Task set:
1: According to the forum discussion about COB grow lights, what would 40 COBs at $25 apiece cost in total?
2: Carry on the forum discussion about COB grow lights, starting after its final sentence.

Provided text:
****

I always look at the worst case scenario, if there isn't a Tc of 85° C listed I move on.

Actually, I don't believe I've seen Tc values other than 25° C or 85° C.
 

Photon Flinger

Well-Known Member
sure lets see your measurements indicating these systems put out the same amount of light. (without using broken bridgelux simulator that returns impossible 100%+ efficiency at low currents). In other words, actual field measurements are ideal
But that's what the simulator is for - to help plan this stuff out beforehand with the magic voodoo math!
 

CobKits

Well-Known Member
sure. read the disclaimer about warranty of data accuracy and suitability of use

you can blindly trust the model that bridgelux tells you may or may not be accurate when it differs wildly from both datasheets and any real-world verification, but you do so at your own risk
 

wietefras

Well-Known Member
But that's what the simulator is for - to help plan this stuff out beforehand with the magic voodoo math!
Yeah, you must be using voodoo math, because real math would have given you a more realistic outcome *ba dum tss*

These COBs cost $25 a piece? You need 40 which would be $1000 for the lot instead of 8 for $200. Zo, you need to save $800 on your electricity bill. In this fast moving field I personally don't want a window of more than 2 years to make that back, so you would need to save $400 per year on electricity by saving 188W (212W instead of 400W). Even if you flower continuously all year, that would mean you need a kWh price of 49 cents to break even.

And that's assuming your calculations are correct that those 40COBs at 212W produce as much light as the other 8. Which is probably also "voodoo" math and therefore wrong.

****

Supplied information:
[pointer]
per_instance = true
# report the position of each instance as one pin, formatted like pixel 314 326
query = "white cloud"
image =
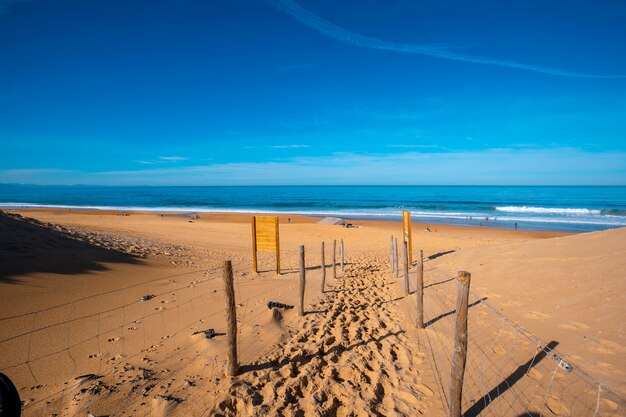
pixel 556 166
pixel 289 146
pixel 173 158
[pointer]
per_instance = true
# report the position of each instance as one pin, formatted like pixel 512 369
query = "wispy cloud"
pixel 173 158
pixel 289 146
pixel 333 31
pixel 161 160
pixel 493 167
pixel 296 67
pixel 416 146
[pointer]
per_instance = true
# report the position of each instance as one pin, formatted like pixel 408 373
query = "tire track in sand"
pixel 348 357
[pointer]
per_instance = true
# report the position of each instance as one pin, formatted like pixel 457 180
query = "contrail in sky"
pixel 335 32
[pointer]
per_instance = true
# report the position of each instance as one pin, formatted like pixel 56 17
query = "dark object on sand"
pixel 88 377
pixel 208 333
pixel 274 304
pixel 10 404
pixel 277 316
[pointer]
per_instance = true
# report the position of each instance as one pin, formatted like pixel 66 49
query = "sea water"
pixel 541 208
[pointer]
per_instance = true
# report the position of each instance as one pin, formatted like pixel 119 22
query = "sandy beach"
pixel 76 337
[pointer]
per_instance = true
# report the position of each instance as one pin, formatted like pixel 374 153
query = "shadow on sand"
pixel 299 360
pixel 28 246
pixel 509 381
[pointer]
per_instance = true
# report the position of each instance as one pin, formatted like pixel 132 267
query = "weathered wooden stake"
pixel 341 252
pixel 334 259
pixel 231 319
pixel 405 258
pixel 302 281
pixel 391 255
pixel 323 262
pixel 254 259
pixel 395 251
pixel 419 290
pixel 459 355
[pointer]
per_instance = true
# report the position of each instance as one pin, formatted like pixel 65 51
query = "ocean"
pixel 536 208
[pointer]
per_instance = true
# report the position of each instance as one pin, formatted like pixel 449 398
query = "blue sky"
pixel 312 92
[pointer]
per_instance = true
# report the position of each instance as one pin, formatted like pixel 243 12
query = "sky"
pixel 260 92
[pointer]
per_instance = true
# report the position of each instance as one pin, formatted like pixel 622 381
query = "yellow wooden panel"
pixel 266 239
pixel 265 219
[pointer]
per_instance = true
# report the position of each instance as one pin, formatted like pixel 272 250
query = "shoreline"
pixel 310 218
pixel 89 259
pixel 244 217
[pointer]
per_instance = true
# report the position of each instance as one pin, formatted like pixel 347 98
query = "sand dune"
pixel 569 289
pixel 76 336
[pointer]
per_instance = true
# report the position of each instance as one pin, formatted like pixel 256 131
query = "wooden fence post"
pixel 395 251
pixel 391 255
pixel 459 355
pixel 254 258
pixel 323 262
pixel 419 290
pixel 231 319
pixel 302 281
pixel 405 256
pixel 334 259
pixel 341 252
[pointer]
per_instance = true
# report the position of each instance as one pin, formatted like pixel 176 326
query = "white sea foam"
pixel 534 214
pixel 548 210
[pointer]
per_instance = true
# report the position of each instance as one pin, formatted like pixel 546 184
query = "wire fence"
pixel 147 340
pixel 509 371
pixel 131 341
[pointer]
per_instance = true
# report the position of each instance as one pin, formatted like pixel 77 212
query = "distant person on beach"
pixel 10 404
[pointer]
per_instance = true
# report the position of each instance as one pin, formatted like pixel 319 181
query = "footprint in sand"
pixel 556 407
pixel 534 374
pixel 499 350
pixel 536 315
pixel 573 325
pixel 512 304
pixel 606 347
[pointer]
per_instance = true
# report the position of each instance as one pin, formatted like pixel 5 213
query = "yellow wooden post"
pixel 265 238
pixel 406 232
pixel 277 248
pixel 254 260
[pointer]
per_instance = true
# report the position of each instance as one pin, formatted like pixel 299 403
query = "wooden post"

****

Responses by task:
1: $1000

2:
Photon Flinger

Well-Known Member
Ah believe in what you want, it might be a free country where you are at.

Everything is somewhat relative though. SK 600s going for $2300 canuck bucks which works out to about 65 cobs. Cob option is far more versatile.

Might also want to take into consideration total LES surface of all your light sources.
 

Enigma

Well-Known Member
sure. read the disclaimer about warranty of data accuracy and suitability of use

you can blindly trust the model that bridgelux tells you may or may not be accurate when it differs wildly from both datasheets and any real-world verification, but you do so at your own risk

I've been doing fine estimating with my pencil so far.

If the calculators aren't reliable then why do you use them?

Or are you using something you wrote in excel?

Do you test each COB at different temperatures and you have a data log?

Or are you pencil and paper like me?

I'm curious to know how other people come up with their figures.
 

ANC

Well-Known Member
The way to eat an elephant is one bite at a time.
I am very grateful to my friends for kitting me out with a 42 COB vero 29 setup.
For the most part getting near perfect environmental parameters just requires my cracking the door open a bit.
 

xX_BHMC_Xx

Well-Known Member
I'd like to get something like the canopy substrate and some CV drivers and just keep adding a handful of COBs every month or two until it's just a solid block of light...
 

ttystikk

Well-Known Member
The expensive ultra efficient rigs of today point the way forward. As time goes on, both diode efficiency increases and cost reductions will inevitably make such designs ever more affordable and therefore accessible.

That's how the old stuff is rendered obsolete.

Meanwhile, don't wait! The value of the product we're all interested in growing on this forum makes the cost of the lights well worth it. My by now overly expensive Cree CXB3590 based lights will be working just fine for many years, continuing to amortize their cost the whole time.
 

coreywebster

Well-Known Member
.
The value of the product we're all interested in growing on this forum makes the cost of the lights well worth it. My by now overly expensive Cree CXB3590 based lights will be working just fine for many years, continuing to amortize their cost the whole time.
Exactly. My last harvest numbers are just about in. looking like 34-37oz from 660 cob watts in a 4x4 space. I think my set up has paid for itself several times over. (That's an all time personal best from me in that space):leaf::hump:
 

Photon Flinger

Well-Known Member
The way to eat an elephant is one bite at a time.
I am very grateful to my friends for kitting me out with a 42 COB vero 29 setup.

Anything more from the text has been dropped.